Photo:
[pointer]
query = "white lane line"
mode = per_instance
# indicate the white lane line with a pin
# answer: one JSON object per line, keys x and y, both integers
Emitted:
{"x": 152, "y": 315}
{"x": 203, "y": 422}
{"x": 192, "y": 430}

▸ **What the exercise asks**
Could you repeat the data above verbatim, keeping every line as it stands?

▸ **Reply**
Photo:
[pointer]
query = "white lane line"
mode = per_instance
# indicate the white lane line with a pin
# answer: one JSON object per line, keys x and y, both integers
Emitted:
{"x": 152, "y": 315}
{"x": 203, "y": 422}
{"x": 192, "y": 430}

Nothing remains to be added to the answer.